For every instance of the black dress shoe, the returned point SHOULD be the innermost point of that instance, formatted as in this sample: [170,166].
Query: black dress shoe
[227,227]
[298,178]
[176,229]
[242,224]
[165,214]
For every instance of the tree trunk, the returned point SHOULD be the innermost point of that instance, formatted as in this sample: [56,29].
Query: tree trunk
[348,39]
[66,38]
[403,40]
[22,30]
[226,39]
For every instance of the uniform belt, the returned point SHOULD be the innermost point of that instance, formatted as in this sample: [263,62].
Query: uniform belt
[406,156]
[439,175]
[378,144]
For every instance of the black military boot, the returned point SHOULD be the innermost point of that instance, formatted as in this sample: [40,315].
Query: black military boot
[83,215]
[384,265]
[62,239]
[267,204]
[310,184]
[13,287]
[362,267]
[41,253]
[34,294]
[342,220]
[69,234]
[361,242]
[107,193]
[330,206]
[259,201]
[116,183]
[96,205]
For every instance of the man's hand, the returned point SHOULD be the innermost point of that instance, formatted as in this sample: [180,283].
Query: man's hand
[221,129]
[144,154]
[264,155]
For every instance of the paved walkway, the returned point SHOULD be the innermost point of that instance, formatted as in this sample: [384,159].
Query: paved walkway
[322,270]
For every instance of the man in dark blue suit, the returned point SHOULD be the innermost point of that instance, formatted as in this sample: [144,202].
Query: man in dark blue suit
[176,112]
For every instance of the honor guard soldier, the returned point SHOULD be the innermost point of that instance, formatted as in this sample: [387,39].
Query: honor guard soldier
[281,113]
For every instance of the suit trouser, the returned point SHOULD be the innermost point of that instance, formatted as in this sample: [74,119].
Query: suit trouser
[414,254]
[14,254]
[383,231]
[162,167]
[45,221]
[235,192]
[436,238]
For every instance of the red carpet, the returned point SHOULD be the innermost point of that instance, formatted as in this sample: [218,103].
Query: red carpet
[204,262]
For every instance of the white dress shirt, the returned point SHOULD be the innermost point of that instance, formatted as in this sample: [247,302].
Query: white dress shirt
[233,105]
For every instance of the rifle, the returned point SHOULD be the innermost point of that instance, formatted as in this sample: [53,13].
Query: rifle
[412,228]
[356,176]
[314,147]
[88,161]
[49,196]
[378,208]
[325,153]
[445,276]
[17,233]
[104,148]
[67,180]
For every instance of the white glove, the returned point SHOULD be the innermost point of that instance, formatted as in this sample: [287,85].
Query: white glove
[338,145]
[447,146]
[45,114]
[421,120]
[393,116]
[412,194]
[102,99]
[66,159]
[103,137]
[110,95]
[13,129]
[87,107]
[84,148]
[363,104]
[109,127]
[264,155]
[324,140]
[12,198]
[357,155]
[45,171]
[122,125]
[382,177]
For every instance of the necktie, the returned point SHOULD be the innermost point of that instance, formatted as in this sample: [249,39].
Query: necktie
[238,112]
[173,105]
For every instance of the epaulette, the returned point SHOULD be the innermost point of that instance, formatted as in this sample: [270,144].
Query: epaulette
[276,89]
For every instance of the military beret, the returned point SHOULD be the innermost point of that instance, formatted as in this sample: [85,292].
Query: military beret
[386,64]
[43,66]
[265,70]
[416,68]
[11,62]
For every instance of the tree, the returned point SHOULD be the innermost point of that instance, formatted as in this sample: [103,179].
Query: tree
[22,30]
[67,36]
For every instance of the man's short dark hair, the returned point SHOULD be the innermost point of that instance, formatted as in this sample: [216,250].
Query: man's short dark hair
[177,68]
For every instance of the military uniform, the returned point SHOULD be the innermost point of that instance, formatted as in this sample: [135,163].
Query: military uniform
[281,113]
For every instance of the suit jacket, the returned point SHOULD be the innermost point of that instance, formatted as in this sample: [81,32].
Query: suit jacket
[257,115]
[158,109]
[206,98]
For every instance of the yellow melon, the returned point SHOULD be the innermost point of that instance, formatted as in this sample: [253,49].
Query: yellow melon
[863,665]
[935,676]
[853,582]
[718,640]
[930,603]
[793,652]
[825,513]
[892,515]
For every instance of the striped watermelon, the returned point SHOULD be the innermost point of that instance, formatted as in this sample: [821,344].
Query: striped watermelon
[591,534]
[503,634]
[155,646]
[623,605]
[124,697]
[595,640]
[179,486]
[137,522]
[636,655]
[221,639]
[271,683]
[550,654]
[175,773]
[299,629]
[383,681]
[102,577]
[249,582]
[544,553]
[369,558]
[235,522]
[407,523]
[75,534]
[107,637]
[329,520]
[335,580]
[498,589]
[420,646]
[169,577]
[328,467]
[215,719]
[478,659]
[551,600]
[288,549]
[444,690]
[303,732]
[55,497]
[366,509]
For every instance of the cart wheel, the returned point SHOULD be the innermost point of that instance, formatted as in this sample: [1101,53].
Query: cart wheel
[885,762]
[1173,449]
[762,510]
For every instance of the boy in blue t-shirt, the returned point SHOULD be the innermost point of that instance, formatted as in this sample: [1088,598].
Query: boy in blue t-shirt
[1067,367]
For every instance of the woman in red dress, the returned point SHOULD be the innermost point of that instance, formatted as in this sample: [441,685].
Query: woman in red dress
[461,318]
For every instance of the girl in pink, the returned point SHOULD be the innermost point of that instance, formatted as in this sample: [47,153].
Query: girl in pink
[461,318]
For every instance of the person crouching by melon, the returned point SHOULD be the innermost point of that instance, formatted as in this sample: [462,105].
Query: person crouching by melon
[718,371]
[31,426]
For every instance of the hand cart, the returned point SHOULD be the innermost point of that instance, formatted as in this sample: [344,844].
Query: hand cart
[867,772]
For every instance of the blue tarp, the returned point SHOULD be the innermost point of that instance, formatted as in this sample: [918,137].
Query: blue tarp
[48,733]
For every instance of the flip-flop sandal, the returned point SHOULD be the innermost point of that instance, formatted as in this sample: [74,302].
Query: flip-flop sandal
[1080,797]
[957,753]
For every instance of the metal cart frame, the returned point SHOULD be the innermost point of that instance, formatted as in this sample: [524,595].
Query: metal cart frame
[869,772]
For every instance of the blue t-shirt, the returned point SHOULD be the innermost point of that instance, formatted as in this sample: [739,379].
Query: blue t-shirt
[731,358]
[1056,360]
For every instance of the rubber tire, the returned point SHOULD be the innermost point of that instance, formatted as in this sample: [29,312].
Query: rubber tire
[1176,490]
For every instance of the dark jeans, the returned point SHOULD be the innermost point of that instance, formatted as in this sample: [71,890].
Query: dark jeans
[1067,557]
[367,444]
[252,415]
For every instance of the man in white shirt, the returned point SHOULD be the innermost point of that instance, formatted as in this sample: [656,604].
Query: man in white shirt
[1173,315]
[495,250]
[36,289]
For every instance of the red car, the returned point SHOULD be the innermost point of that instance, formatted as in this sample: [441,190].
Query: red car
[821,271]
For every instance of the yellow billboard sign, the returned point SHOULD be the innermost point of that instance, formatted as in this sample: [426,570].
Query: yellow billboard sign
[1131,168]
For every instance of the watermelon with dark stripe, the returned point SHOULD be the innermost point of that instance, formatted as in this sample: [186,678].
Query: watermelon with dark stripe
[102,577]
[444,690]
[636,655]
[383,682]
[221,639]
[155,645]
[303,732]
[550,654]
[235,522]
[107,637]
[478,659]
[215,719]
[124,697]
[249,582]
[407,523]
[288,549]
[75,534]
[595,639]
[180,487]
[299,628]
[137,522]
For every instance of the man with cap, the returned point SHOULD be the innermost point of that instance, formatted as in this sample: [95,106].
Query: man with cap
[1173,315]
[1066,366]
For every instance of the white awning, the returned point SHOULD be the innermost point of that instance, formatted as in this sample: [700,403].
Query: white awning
——————————
Your output should be the lines from the one with "For every instance of the yellow billboard" through the end of the records above, copied exactly.

__Answer to the exercise__.
For every instance of the yellow billboard sign, the returned point SHOULD be the innermost point of that instance, formatted as in this sample: [426,570].
Query: yellow billboard sign
[1131,168]
For every instance of the watermelon with dark stripe, the returned point SHOULD be the innermost point of that instance, formatted as in this sample: [186,678].
Query: watermelon with dark stripe
[102,577]
[444,690]
[636,655]
[383,682]
[221,639]
[155,645]
[303,732]
[550,654]
[235,522]
[107,637]
[478,659]
[215,719]
[124,697]
[249,582]
[407,523]
[288,549]
[75,534]
[595,639]
[180,487]
[299,628]
[137,522]
For every instance of the man with cap, the returned point SHOULD be the innermost point of that instance, formatted as in this sample: [95,106].
Query: man with cap
[1173,315]
[1066,366]
For every instance of the white awning, the returned point SHOULD be the innermost point of that instance, formatted as in this sample: [700,403].
Query: white awning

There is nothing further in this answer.